━━━━━ Righe del dataset

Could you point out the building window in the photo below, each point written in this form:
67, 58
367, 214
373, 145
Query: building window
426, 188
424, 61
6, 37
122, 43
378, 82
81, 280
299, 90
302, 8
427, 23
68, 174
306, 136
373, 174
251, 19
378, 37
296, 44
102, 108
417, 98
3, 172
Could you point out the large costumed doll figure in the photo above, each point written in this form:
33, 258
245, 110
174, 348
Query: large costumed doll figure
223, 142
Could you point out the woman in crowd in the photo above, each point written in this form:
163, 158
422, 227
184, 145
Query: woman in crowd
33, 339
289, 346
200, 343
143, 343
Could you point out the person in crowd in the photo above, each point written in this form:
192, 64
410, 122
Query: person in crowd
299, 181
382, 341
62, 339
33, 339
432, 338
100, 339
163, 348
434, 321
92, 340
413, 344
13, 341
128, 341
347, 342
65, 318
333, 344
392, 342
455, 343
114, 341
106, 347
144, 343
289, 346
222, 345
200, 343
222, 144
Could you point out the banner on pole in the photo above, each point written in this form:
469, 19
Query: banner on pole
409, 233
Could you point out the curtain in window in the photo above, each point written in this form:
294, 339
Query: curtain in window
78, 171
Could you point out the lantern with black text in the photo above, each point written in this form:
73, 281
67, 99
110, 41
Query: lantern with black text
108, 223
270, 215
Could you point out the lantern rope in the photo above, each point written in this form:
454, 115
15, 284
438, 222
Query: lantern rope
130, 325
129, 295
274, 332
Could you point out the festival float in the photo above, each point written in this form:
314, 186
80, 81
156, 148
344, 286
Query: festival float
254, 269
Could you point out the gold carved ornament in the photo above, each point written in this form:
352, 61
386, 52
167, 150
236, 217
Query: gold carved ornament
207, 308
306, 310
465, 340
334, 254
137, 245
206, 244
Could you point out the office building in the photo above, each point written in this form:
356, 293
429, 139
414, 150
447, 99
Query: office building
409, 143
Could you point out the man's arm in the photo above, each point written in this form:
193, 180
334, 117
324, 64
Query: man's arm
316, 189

━━━━━━━━━━

• **Cosa si richiede**:
Modifichi i record riportati sopra sostituendo ogni occorrenza di "Query" con "Target". Tutto il resto deve rimanere invariato.

• **Risultato dell'esercizio**:
Could you point out the building window in the photo below, each point written in this form:
67, 58
367, 214
373, 145
Target: building window
426, 188
424, 61
6, 37
122, 43
378, 82
81, 280
299, 90
302, 8
427, 23
68, 174
306, 136
373, 174
251, 19
378, 37
296, 44
102, 108
417, 98
3, 172
Could you point out the large costumed doll figure in the photo above, each point written in this form:
33, 258
245, 110
174, 348
Target: large costumed doll figure
223, 142
Could you point out the woman in crowd in the photo above, each point written in this form:
163, 158
422, 227
184, 145
Target: woman in crowd
33, 339
289, 346
200, 343
143, 343
Could you point out the person in crowd in the photo above, each point written in this form:
192, 64
410, 122
Target: person in crowd
299, 181
382, 341
62, 339
33, 339
432, 338
100, 339
163, 348
434, 321
92, 340
413, 344
13, 341
128, 341
347, 342
65, 318
333, 344
392, 342
455, 343
114, 341
106, 347
144, 343
289, 346
222, 345
200, 343
222, 144
Could you point out the banner on pole in the photo above, each point written in this form:
469, 19
Target: banner on pole
409, 233
Could you point out the curtain in window in the photo above, each point written in this form:
294, 339
Target: curtain in window
78, 171
Could you point out the lantern with black text in the photo above, each point written in this form:
73, 281
67, 99
110, 41
Target: lantern with black text
108, 223
270, 215
Could you point out the lantern rope in the photo above, each point written in this form:
454, 115
15, 284
438, 222
Target: lantern rope
130, 325
129, 295
274, 332
Could you point out the festival float in the photo above, each point written in this form:
314, 186
80, 81
156, 148
344, 286
Target: festival float
254, 269
Could you point out the gold carved ornament in the photo above, each point written in this form:
352, 61
386, 52
167, 150
236, 217
Target: gold carved ornament
207, 308
306, 310
465, 340
334, 254
137, 245
206, 244
Could you point out the office building in the photo above, each point written in this form:
356, 293
429, 139
414, 150
447, 99
Target: office building
409, 143
Could you point out the man's arm in the photo above, each point written in this form:
193, 180
334, 117
324, 64
Target: man's arm
316, 189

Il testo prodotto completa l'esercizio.